======== Trecho selecionado ========

Fantasma do porto de Santos perturba Temer

Nove das 82 perguntas enviadas pela Polícia Federal ao presidente Michel Temer que tratavam sobre seu relacionamento com empresas que operam no Porto de Santos, fazem referência a uma investigação iniciada por ela há mais de 15 anos, mas que terminou sendo arquivada pelo Supremo Tribunal Federal a pedido da Procuradoria-Geral da República.

 

No início dos anos 2000, a PF instaurou inquérito para apurar a ocorrência de supostos pagamentos de propinas ao então presidente da Câmara, Michel Temer, e ao presidente da Companhia de Docas de São Paulo (Codesp) na ocasião, Marcelo de Azeredo. O processo, na parte que investigava a prática do crime de corrupção supostamente praticado por Temer, foi arquivado em 2011.

 

“Se o inquérito tivesse seguido adiante, nós já poderíamos estar vivendo um outro capítulo da nossa história política. Muito do que a Lava Jato está desvendando hoje já estava insinuado na investigação que fiz”, afirmou ao Estado o delegado da Polícia Federal responsável pelo caso, Cássio Nogueira.

 

“Esse é um inquérito fantasma. Mesmo depois de muito tempo, ele volta para assombrar os envolvidos. Acho que pode servir de base para novas investigações”, disse o delegado, hoje com 52 anos e aposentado. “O relevante para mim é que nós estamos falando dos mesmos personagens e do mesmo modus operandi, que fazem as mesmas coisas, do mesmo jeito há anos”, afirmou.

 

Entre as perguntas encaminhadas na segunda-feira passada ao presidente, a PF quis saber qual é a relação de Temer com o empresário Antônio Celso Grecco, proprietário do Grupo Rodrimar e outras empresas que atuam no Porto de Santos. Os investigadores também questionaram sobre a proximidade entre ele e o coronel PM aposentado João Baptista Lima Filho, proprietário da Argeplan Arquitetura e Engenharia.

========

**Exercício A**
Liste todas as pessoas citadas com nome e sobrenome no trecho selecionado.
**Exercício B**
Diga se cada afirmação concorda com o trecho selecionado, respondendo sim ou não e citando as palavras do trecho que decidem: (i) a parte do inquérito que investigava Temer por corrupção foi arquivada em 2011; (ii) o delegado Cássio Nogueira continua em atividade na Polícia Federal; (iii) a Polícia Federal enviou 82 perguntas ao presidente.
As linhas que vêm a seguir são um material independente do trecho selecionado.

======== Dados fornecidos ========

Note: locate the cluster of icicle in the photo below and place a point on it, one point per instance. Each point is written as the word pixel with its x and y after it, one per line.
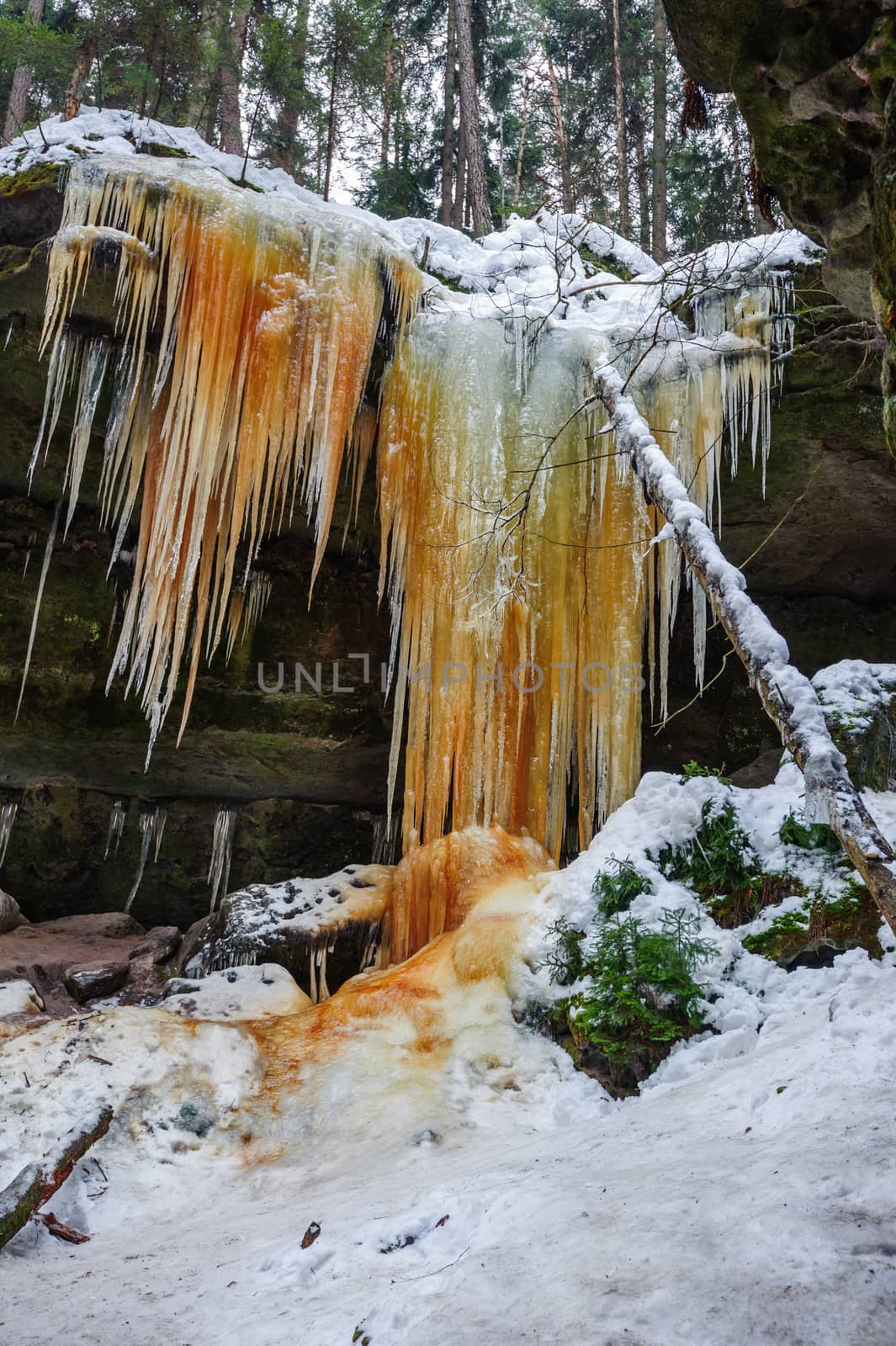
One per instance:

========

**Resposta do exercício A**
Michel Temer, Marcelo de Azeredo, Cássio Nogueira, Antônio Celso Grecco e João Baptista Lima Filho.

**Resposta do exercício B**
(i) Sim: "O processo, na parte que investigava a prática do crime de corrupção supostamente praticado por Temer, foi arquivado em 2011."
(ii) Não: "hoje com 52 anos e aposentado"
(iii) Sim: "Nove das 82 perguntas enviadas pela Polícia Federal ao presidente Michel Temer"